▸ Written task
Can you reproduce the listing below word for word, leaving nothing out and adding nothing?

▸ Data listing

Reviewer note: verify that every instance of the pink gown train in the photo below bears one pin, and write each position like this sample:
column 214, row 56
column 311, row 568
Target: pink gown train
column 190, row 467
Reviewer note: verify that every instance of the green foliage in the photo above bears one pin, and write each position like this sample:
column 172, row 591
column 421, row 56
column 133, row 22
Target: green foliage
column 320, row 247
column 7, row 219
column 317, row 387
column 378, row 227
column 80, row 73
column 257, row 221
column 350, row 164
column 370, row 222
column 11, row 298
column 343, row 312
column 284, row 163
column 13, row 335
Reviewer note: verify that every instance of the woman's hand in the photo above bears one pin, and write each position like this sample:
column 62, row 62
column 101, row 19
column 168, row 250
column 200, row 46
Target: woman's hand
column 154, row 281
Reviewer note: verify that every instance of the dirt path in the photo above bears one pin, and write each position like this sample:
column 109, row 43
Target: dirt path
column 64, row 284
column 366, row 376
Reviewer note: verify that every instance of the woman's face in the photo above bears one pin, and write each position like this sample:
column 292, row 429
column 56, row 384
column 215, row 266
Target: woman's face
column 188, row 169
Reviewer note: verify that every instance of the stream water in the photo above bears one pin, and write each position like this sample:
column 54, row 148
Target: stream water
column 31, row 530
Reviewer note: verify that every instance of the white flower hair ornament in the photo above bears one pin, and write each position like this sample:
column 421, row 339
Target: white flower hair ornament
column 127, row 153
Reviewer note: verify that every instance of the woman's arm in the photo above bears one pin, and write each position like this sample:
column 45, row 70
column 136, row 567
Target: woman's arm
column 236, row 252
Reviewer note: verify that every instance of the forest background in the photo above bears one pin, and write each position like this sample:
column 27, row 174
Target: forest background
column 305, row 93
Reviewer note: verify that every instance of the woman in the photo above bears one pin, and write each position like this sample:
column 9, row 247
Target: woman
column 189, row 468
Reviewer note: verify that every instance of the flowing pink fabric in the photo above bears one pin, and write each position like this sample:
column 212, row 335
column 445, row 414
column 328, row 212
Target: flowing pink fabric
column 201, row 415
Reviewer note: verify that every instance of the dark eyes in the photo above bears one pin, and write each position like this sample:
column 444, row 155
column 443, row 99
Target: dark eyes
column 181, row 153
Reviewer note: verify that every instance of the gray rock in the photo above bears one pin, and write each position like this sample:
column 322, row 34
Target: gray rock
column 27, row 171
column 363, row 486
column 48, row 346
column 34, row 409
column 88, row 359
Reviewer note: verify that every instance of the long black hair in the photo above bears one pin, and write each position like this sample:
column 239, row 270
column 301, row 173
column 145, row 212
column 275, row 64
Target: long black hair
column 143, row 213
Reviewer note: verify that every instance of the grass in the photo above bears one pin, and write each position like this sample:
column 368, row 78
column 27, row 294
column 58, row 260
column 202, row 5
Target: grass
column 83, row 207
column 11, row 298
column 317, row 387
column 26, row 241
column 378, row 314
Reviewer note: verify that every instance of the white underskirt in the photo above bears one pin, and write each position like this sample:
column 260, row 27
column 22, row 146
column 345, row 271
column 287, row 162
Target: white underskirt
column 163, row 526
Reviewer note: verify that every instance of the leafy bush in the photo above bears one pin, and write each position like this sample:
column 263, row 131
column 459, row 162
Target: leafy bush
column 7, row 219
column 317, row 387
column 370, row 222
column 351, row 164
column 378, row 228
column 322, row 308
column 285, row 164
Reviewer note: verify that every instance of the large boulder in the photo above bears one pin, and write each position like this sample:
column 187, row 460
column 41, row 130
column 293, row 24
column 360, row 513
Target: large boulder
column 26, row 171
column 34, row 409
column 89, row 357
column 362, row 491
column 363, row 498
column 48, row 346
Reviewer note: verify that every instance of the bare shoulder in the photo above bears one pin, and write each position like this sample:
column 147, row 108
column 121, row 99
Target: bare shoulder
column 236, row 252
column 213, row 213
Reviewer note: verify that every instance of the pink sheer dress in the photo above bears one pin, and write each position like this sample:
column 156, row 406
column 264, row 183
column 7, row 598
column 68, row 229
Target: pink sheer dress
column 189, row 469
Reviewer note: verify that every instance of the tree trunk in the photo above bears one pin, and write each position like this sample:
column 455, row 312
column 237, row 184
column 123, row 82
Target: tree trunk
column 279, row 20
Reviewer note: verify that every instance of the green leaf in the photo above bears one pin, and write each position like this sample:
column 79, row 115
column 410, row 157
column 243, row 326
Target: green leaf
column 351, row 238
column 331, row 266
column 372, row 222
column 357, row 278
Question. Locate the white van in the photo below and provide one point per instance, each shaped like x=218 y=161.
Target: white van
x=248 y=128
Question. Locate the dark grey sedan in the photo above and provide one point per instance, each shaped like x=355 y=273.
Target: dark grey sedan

▸ Written answer
Reviewer note: verify that every instance of the pink gown train in the photo below bears one pin, and write each position like this sample:
column 214, row 56
column 311, row 568
Target: pink gown train
column 190, row 467
Reviewer note: verify that every instance of the green foliage in the photo above bears one pin, and write each position like this sample:
column 172, row 591
column 421, row 56
column 133, row 22
Target: green foliage
column 320, row 247
column 7, row 219
column 317, row 387
column 378, row 227
column 80, row 73
column 257, row 221
column 350, row 164
column 370, row 222
column 11, row 298
column 343, row 312
column 284, row 163
column 13, row 335
Reviewer note: verify that every instance of the woman's hand in the photo above bears one pin, and write each position like this sample:
column 62, row 62
column 101, row 19
column 168, row 250
column 200, row 46
Target: woman's hand
column 154, row 281
Reviewer note: verify that every instance of the dirt path in the photo above bears one pin, and write each position like this sample:
column 109, row 43
Target: dirt path
column 64, row 284
column 366, row 376
Reviewer note: verify that every instance of the woman's face in the photo above bears one pin, and write each position like this sample:
column 292, row 429
column 56, row 384
column 215, row 266
Target: woman's face
column 188, row 169
Reviewer note: verify that every instance of the stream water in the photo above bears one pin, and write each position like this sample:
column 54, row 148
Target: stream water
column 31, row 530
Reviewer note: verify that every instance of the white flower hair ornament in the photo above bears one pin, and write each position like this sample:
column 421, row 339
Target: white flower hair ornament
column 127, row 153
Reviewer note: verify that every instance of the woman's arm in the photo above bears one pin, and write each position like this sample:
column 45, row 70
column 136, row 567
Target: woman's arm
column 236, row 252
Reviewer note: verify that every instance of the forest background in the photo above bears one pin, and write each position like this sample:
column 27, row 174
Target: forest background
column 305, row 93
Reviewer note: verify that every instance of the woman in the photo above bears one pin, and write each position like this sample:
column 9, row 247
Target: woman
column 189, row 468
Reviewer note: verify that every instance of the flowing pink fabric in the photo above bears one pin, and write each position like this sample:
column 212, row 335
column 445, row 414
column 328, row 212
Target: flowing pink fabric
column 201, row 415
Reviewer note: verify that every instance of the dark eyes in the photo above bears one pin, and write each position like this sample:
column 444, row 155
column 443, row 99
Target: dark eyes
column 181, row 153
Reviewer note: verify that every instance of the gray rock in the photo above bears one pin, and write each position like this sample:
column 322, row 34
Target: gray rock
column 27, row 171
column 363, row 486
column 48, row 346
column 34, row 409
column 88, row 359
Reviewer note: verify that every instance of the long black hair in the photo above bears one pin, and write each position like this sample:
column 239, row 270
column 301, row 173
column 145, row 212
column 275, row 64
Target: long black hair
column 143, row 213
Reviewer note: verify that every instance of the grass in the photo above bears one pin, and write each position like this sample:
column 368, row 78
column 27, row 294
column 58, row 260
column 202, row 5
Target: grass
column 83, row 207
column 11, row 298
column 317, row 387
column 26, row 241
column 378, row 314
Reviewer note: verify that every instance of the white underskirt in the photo above bears one pin, and write each position like this sample:
column 260, row 27
column 22, row 146
column 345, row 271
column 287, row 162
Target: white underskirt
column 163, row 526
Reviewer note: verify that every instance of the leafy bush in the photo above bears one pin, and write each position like this sample:
column 263, row 131
column 459, row 162
Target: leafy bush
column 7, row 219
column 317, row 387
column 370, row 222
column 351, row 164
column 378, row 228
column 322, row 308
column 285, row 164
Reviewer note: verify that every instance of the large boulder in the photo above bears one pin, and write each position like this sample:
column 187, row 460
column 41, row 130
column 293, row 24
column 360, row 513
Target: large boulder
column 26, row 171
column 34, row 409
column 89, row 357
column 362, row 491
column 363, row 498
column 48, row 346
Reviewer note: verify that every instance of the bare shoulder in the photo above bears one pin, and write each position like this sample:
column 147, row 108
column 121, row 99
Target: bare shoulder
column 236, row 252
column 213, row 213
Reviewer note: verify that every instance of the pink sheer dress in the photo above bears one pin, and write each position like this sample:
column 156, row 406
column 264, row 183
column 7, row 598
column 68, row 229
Target: pink sheer dress
column 189, row 469
Reviewer note: verify that every instance of the tree trunk in the photo above bears one pin, and write each position like this sample:
column 455, row 312
column 237, row 184
column 123, row 82
Target: tree trunk
column 279, row 20
Reviewer note: verify that every instance of the green leaf in the photo above bears one pin, and write each position like this sample:
column 79, row 115
column 410, row 157
column 243, row 326
Target: green leaf
column 351, row 238
column 331, row 266
column 372, row 222
column 357, row 278
Question. Locate the white van in the photo below and provide one point per instance, each shaped like x=218 y=161.
Target: white van
x=248 y=128
Question. Locate the dark grey sedan in the photo above and provide one point per instance, each shaped like x=355 y=273.
Target: dark grey sedan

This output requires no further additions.